### Data to process ###

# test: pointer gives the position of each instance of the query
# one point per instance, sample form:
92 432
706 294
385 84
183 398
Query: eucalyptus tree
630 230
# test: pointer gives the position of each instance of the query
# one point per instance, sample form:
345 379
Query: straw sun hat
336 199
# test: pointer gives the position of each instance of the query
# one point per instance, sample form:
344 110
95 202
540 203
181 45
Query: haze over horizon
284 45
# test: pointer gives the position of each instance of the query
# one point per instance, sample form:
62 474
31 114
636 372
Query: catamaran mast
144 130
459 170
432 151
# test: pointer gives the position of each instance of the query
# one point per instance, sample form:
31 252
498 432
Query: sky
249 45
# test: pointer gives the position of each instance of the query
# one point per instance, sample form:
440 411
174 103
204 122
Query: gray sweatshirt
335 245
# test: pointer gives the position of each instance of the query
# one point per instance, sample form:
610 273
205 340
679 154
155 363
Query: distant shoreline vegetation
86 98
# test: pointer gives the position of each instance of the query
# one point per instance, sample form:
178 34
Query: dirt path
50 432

###
### Data to process ###

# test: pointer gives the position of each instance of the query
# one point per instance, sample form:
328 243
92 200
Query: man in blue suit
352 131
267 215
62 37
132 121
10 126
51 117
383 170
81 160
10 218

###
### Data to process ###

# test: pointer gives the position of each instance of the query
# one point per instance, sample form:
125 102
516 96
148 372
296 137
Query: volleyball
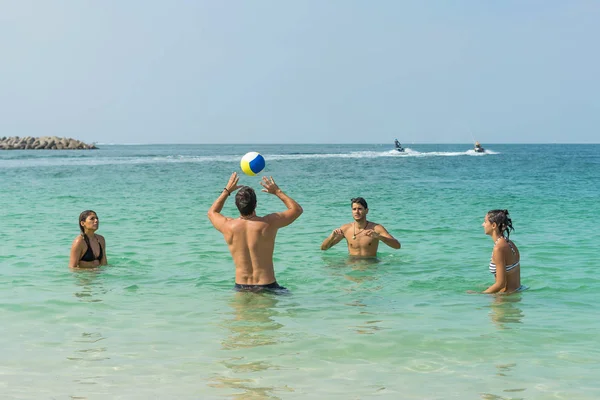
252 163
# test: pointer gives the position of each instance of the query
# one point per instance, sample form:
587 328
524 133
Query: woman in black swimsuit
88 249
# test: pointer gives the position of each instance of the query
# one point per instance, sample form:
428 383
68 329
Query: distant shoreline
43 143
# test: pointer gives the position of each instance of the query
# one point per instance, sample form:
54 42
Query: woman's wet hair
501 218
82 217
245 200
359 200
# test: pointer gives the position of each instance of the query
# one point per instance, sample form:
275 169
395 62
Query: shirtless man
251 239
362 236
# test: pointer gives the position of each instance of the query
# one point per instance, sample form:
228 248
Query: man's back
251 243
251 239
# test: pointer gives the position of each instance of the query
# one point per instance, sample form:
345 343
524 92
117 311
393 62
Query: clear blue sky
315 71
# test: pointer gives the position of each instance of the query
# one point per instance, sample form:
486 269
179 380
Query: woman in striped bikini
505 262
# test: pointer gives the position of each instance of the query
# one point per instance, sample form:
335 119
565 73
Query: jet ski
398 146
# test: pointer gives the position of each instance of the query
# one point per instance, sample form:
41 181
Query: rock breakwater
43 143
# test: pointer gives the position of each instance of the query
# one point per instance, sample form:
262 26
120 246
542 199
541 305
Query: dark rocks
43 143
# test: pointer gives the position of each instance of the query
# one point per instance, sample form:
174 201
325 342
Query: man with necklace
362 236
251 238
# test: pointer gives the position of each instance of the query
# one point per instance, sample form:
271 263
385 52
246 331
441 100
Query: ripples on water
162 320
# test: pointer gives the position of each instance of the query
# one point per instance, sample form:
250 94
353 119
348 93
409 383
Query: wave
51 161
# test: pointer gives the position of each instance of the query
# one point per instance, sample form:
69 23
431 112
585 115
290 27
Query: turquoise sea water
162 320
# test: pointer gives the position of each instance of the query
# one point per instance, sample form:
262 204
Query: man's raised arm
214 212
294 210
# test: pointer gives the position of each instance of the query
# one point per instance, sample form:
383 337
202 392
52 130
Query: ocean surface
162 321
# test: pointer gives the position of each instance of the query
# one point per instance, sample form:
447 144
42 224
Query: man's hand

###

> _Your instructions_
Pick out every line in the entries above that contains the word "blue", and copy each one.

> _Exercise response_
Query: man in blue suit
Query: clear blue sky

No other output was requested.